WHAT YOU NEED TO DO:
1) In the passage on Soviet-era Lithuanian graphic design, what was socialist advertising meant to provide about a product?
2) Carry on the passage on Soviet-era Lithuanian graphic design, picking up after its final sentence.

SELECTION:
================

While advertising may have a purely commercial purpose in the capitalist world, i.e. trying to push a product by any means possible, the purpose of socialist advertising was to provide objective and correct information about a product, its characteristics, and utility; it was meant to "suggest and advise," not "push." Jonas Urbonas, „Į kiekvienus namus ateinantis grožis“, Literatūra ir menas, 1968 02 17, p. 2.
 
In addition to propaganda texts about industrial graphics, artistic design, and the significance of advertising, there were also discussions about rhetorical questions that reflected the realities of the day: what could possibly be advised, much less advertised, when better quality products were being snatched up so quickly that most store shelves were always half empty?
 
A discussion of Soviet-era Lithuanian graphic design is made all the more difficult because of the fragmented state of information available about the period, with many archives destroyed or disbanded and surviving collections still in need of cataloguing. Any account must therefore begin with individual stories, a review of the period's most important institutions, their operating principles and the artists who worked for them, and with specific examples of graphic design using contemporary sources and eye witness accounts.

================

GIVEN INFORMATION:
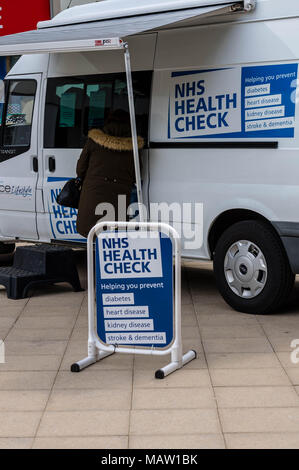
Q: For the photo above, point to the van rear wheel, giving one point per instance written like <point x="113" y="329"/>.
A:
<point x="7" y="248"/>
<point x="251" y="268"/>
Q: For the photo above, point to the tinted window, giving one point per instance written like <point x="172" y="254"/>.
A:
<point x="76" y="105"/>
<point x="19" y="112"/>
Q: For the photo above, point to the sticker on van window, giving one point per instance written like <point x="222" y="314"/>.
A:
<point x="247" y="102"/>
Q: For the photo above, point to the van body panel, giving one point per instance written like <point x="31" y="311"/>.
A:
<point x="232" y="43"/>
<point x="35" y="63"/>
<point x="262" y="180"/>
<point x="19" y="173"/>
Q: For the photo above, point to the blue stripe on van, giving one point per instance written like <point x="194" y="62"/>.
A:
<point x="52" y="179"/>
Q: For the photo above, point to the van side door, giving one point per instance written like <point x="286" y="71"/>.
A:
<point x="19" y="157"/>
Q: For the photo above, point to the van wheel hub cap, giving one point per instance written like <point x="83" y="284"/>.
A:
<point x="245" y="269"/>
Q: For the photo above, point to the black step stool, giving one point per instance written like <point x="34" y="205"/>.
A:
<point x="37" y="265"/>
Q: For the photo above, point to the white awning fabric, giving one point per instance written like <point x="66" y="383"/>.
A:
<point x="95" y="35"/>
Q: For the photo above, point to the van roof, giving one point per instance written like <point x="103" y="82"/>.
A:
<point x="110" y="9"/>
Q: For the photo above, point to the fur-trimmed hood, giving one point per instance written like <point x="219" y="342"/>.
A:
<point x="118" y="144"/>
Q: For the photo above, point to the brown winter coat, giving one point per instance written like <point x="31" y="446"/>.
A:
<point x="106" y="166"/>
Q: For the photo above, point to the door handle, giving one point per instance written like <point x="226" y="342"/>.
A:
<point x="35" y="164"/>
<point x="52" y="164"/>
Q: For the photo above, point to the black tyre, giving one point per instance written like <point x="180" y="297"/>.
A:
<point x="7" y="248"/>
<point x="252" y="270"/>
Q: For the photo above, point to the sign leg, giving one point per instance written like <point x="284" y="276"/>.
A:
<point x="94" y="355"/>
<point x="173" y="366"/>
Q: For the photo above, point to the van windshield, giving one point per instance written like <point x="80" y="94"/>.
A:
<point x="74" y="105"/>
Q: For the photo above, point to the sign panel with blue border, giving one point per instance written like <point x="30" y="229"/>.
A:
<point x="233" y="102"/>
<point x="134" y="289"/>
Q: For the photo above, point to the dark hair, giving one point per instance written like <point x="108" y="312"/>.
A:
<point x="118" y="124"/>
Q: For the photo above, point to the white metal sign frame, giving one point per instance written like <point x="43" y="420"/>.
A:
<point x="96" y="349"/>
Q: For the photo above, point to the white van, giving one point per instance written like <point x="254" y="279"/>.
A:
<point x="215" y="99"/>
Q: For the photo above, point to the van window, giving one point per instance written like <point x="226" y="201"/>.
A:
<point x="19" y="112"/>
<point x="76" y="105"/>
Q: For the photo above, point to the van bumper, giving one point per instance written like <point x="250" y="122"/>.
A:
<point x="289" y="234"/>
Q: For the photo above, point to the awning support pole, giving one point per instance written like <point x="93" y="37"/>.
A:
<point x="134" y="131"/>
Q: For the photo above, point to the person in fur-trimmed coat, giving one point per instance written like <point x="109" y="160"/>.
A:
<point x="106" y="168"/>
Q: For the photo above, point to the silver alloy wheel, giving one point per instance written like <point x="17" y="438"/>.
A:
<point x="245" y="269"/>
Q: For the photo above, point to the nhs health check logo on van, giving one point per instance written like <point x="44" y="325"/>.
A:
<point x="239" y="102"/>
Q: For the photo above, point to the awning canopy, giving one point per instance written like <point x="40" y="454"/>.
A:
<point x="94" y="35"/>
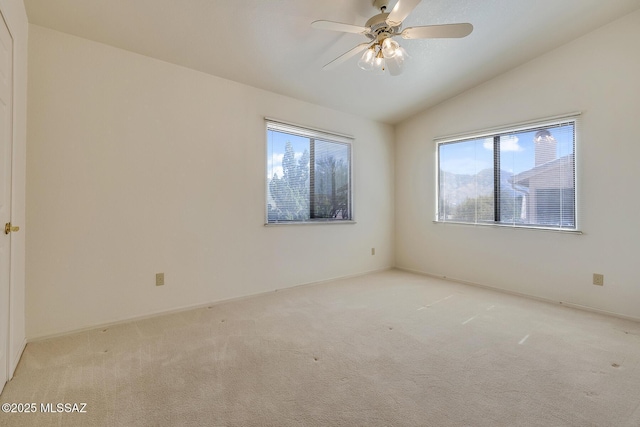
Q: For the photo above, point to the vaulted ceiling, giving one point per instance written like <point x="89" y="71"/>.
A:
<point x="269" y="44"/>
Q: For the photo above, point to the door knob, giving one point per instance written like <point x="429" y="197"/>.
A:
<point x="8" y="228"/>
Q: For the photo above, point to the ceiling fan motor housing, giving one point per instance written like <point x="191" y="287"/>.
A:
<point x="378" y="25"/>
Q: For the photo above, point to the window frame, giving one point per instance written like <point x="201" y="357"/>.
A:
<point x="555" y="121"/>
<point x="313" y="134"/>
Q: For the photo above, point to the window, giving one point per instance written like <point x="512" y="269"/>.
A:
<point x="522" y="177"/>
<point x="308" y="175"/>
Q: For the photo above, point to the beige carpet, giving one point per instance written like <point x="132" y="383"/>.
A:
<point x="386" y="349"/>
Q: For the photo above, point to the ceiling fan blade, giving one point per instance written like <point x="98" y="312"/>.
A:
<point x="338" y="26"/>
<point x="345" y="56"/>
<point x="445" y="31"/>
<point x="400" y="11"/>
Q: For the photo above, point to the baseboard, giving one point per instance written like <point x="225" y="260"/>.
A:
<point x="523" y="295"/>
<point x="16" y="358"/>
<point x="194" y="307"/>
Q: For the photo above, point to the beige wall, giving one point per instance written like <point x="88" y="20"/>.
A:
<point x="137" y="166"/>
<point x="596" y="74"/>
<point x="16" y="18"/>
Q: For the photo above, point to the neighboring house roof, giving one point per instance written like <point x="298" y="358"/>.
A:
<point x="523" y="177"/>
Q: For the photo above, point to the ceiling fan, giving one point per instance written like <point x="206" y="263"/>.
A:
<point x="381" y="51"/>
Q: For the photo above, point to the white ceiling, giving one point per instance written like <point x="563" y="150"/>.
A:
<point x="270" y="44"/>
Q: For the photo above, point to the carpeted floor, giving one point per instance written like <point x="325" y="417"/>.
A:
<point x="385" y="349"/>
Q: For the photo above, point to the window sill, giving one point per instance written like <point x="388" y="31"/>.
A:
<point x="513" y="227"/>
<point x="316" y="222"/>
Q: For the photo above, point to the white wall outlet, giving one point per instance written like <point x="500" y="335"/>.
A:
<point x="598" y="279"/>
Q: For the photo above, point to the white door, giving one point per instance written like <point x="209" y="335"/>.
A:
<point x="6" y="138"/>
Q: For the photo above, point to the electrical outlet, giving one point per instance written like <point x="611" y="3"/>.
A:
<point x="598" y="279"/>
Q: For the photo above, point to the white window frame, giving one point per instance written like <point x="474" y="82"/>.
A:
<point x="311" y="133"/>
<point x="509" y="129"/>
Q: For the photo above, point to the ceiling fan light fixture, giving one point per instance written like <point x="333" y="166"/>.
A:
<point x="367" y="61"/>
<point x="390" y="48"/>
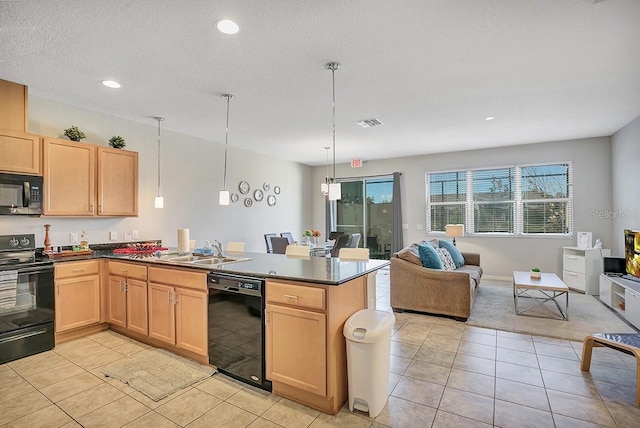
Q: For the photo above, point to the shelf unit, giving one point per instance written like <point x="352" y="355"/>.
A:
<point x="581" y="267"/>
<point x="623" y="296"/>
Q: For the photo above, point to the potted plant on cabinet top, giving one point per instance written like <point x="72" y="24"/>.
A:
<point x="74" y="134"/>
<point x="117" y="142"/>
<point x="535" y="273"/>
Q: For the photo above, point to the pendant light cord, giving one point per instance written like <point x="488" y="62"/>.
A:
<point x="159" y="119"/>
<point x="226" y="143"/>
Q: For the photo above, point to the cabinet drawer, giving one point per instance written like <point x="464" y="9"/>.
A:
<point x="298" y="295"/>
<point x="71" y="269"/>
<point x="130" y="270"/>
<point x="574" y="280"/>
<point x="632" y="307"/>
<point x="573" y="263"/>
<point x="178" y="277"/>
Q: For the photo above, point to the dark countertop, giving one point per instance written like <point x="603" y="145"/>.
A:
<point x="320" y="270"/>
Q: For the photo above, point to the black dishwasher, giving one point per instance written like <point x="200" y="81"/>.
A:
<point x="236" y="327"/>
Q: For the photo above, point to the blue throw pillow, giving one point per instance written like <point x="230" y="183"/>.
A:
<point x="429" y="256"/>
<point x="456" y="255"/>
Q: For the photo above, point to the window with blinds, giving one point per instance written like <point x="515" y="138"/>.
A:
<point x="518" y="200"/>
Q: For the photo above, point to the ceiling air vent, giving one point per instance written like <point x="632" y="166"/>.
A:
<point x="368" y="123"/>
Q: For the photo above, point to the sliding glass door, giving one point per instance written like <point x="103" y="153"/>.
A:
<point x="366" y="208"/>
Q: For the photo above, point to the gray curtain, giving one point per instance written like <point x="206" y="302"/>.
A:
<point x="396" y="226"/>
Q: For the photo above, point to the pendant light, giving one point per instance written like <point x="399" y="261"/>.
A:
<point x="335" y="190"/>
<point x="159" y="201"/>
<point x="223" y="198"/>
<point x="324" y="187"/>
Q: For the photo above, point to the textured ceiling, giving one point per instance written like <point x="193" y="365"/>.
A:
<point x="430" y="70"/>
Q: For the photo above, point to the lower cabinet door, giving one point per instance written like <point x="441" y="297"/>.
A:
<point x="162" y="314"/>
<point x="137" y="319"/>
<point x="191" y="320"/>
<point x="77" y="302"/>
<point x="117" y="305"/>
<point x="296" y="348"/>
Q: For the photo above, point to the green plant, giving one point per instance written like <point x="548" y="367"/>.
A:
<point x="74" y="134"/>
<point x="117" y="142"/>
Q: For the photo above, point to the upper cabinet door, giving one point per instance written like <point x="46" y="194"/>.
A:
<point x="117" y="182"/>
<point x="20" y="153"/>
<point x="13" y="106"/>
<point x="69" y="178"/>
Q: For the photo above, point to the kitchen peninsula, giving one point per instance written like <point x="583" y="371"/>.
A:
<point x="163" y="301"/>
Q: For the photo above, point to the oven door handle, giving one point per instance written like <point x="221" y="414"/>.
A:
<point x="22" y="336"/>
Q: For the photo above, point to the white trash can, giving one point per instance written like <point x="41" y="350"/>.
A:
<point x="368" y="334"/>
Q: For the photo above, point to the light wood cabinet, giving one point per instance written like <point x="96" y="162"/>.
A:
<point x="305" y="349"/>
<point x="127" y="295"/>
<point x="14" y="106"/>
<point x="77" y="296"/>
<point x="20" y="153"/>
<point x="86" y="180"/>
<point x="178" y="305"/>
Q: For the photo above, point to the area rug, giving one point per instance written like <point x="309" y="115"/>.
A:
<point x="157" y="373"/>
<point x="494" y="308"/>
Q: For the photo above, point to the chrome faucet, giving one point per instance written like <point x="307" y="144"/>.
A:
<point x="218" y="247"/>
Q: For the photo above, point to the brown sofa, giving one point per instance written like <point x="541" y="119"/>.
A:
<point x="417" y="288"/>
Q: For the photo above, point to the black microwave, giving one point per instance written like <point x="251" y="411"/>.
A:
<point x="20" y="194"/>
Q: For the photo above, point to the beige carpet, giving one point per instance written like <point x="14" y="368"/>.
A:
<point x="157" y="373"/>
<point x="494" y="308"/>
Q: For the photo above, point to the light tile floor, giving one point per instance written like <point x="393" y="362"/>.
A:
<point x="443" y="374"/>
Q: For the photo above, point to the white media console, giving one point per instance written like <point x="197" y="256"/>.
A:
<point x="623" y="296"/>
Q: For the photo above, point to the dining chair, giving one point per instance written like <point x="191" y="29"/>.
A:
<point x="267" y="240"/>
<point x="301" y="251"/>
<point x="289" y="236"/>
<point x="279" y="244"/>
<point x="341" y="242"/>
<point x="353" y="253"/>
<point x="235" y="247"/>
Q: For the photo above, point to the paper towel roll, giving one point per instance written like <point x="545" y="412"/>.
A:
<point x="183" y="240"/>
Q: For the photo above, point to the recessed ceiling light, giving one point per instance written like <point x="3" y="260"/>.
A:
<point x="227" y="26"/>
<point x="111" y="84"/>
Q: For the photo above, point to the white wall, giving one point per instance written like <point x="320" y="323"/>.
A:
<point x="591" y="159"/>
<point x="191" y="176"/>
<point x="625" y="156"/>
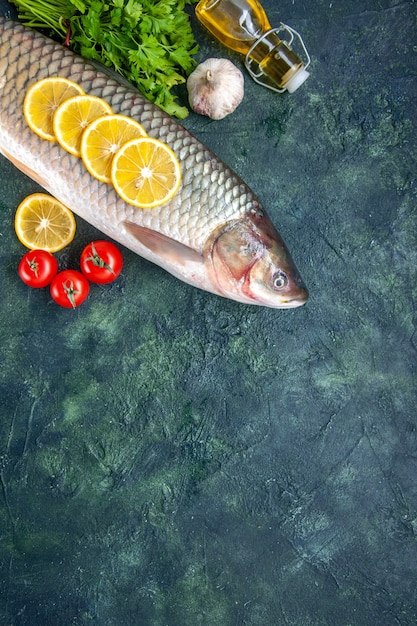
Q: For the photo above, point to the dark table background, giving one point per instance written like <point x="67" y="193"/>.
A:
<point x="171" y="458"/>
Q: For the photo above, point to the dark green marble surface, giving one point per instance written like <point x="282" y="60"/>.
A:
<point x="171" y="458"/>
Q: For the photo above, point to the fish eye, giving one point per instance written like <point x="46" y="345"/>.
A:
<point x="280" y="281"/>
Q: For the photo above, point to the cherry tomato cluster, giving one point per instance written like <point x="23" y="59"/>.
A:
<point x="101" y="262"/>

================

EXPECTED RESPONSES:
1) Objective and correct information about the product, its characteristics, and utility.

2)
The renewal of Lithuanian graphic design was encouraged by several factors, including the modernization processes that began in the latter half of the 1950s; increased industrial production and a growing assortment of products; the "Art into Life!" program; and the Cold War's race to modernity (recalling Nikita Khrushchev's assertion that "We too have such things."). One of the keywords of the era "Tara" (Lithuanian for container or packaging), the simplified name given by artists working in the design field for their place of employment, the Experimental Package Design Bureau. The importance of this institution, as well as the specific circumstances imposed on graphic design, is revealed in the words of Kęstutis Gvalda, a long-time employee of the Bureau:
 
I don't know who came up with the idea to establish 'Tara', but it was a miracle. […] Though the name itself was horrible - students laughed at, it became a curse word. Tara ('container'), labels – this was the worst humiliation, but artists still went there to work. Everyone wanted to eat, so they went and paid no attention to anything. Interview with Kęstutis Gvalda, recorded by Karolina Jakaitė, December 16, 2009.
 
The initiative to open a specialized agency for container and packaging design was born in 1961, a time reviewed in the memoirs of the Bureau's founder and first director, Antanas Morkevičius:
 
At the time, there was a great urgency to increase exports of all types of goods, requiring artistically designed and modern containers and a very large amount of accompanying documentation (prospectus, instructions, posters, etc.) and advertising material in various foreign languages. So by late 1961, I was tasked with founding the Experimental Package Design Bureau. Antanas Morkevičius, „Tarp dangaus ir žemės“, in: Lietuvos medienos pramonė: nuo ištakų iki 2000 metų, Vilnius: Homo liber, 2001, p. 132.
 
In 1963, a Container and Packaging Design Department opened as part of the Lithuanian SSR Regional Economic Council's Central Planning and Design Bureau, employing 8 artist-constructors. The official opening date of the new Bureau, however, is considered to be June 9, 1964, when the Soviet Lithuanian Council of Ministers State Academic Research Works Coordinating Committee approved the establishment of the self-financed Experimental Package Design Bureau, which became the most important center of graphic design creation, production, and promotion in Lithuania from the 1960s to the 1980s.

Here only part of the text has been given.